PROVIDED DATA:
○ ○ ○ ○ ○ ○ ○

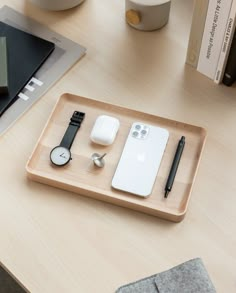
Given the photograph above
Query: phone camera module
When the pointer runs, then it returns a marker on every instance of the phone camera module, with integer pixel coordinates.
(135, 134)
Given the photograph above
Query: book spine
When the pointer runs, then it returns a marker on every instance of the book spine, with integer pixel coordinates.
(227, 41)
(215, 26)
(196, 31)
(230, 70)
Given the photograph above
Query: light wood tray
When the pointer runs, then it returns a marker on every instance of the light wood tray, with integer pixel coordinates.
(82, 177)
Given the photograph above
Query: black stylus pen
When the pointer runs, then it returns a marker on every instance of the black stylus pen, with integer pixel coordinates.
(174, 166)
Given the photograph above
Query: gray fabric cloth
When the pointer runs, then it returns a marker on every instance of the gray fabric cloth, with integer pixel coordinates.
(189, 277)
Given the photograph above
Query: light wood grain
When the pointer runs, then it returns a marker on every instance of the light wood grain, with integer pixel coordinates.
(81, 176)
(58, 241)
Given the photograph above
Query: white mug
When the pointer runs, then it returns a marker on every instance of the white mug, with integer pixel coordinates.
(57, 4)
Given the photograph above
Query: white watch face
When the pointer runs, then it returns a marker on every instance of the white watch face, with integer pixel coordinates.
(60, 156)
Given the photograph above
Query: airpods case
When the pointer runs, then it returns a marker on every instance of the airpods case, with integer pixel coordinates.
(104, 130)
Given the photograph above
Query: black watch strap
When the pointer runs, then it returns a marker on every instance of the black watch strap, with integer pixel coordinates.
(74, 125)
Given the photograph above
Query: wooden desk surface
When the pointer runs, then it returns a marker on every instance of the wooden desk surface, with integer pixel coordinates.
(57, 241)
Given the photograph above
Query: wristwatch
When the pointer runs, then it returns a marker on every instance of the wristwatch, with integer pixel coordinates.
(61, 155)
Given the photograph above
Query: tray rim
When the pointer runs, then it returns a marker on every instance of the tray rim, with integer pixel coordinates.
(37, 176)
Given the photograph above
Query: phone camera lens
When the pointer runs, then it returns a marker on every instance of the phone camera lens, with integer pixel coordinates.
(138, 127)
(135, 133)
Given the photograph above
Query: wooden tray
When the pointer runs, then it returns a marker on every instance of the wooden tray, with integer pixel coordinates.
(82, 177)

○ ○ ○ ○ ○ ○ ○

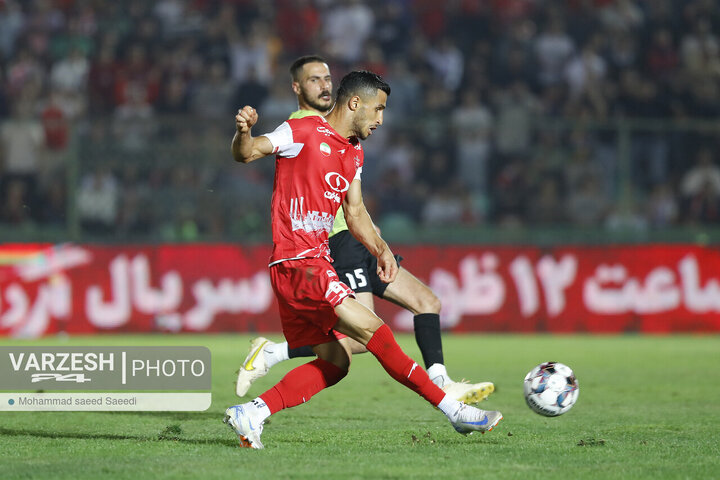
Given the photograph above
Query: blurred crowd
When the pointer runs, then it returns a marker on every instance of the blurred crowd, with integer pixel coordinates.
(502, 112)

○ ○ ○ ○ ○ ○ ○

WHAT THE TASK ASKS:
List every line of the data above that contains the word "fabric".

OUTPUT FOR THIS TASK:
Query: gray fabric cloth
When the pointer runs, then it returns a marker on every instance of the gray fabric cloth, with integer pixel coordinates.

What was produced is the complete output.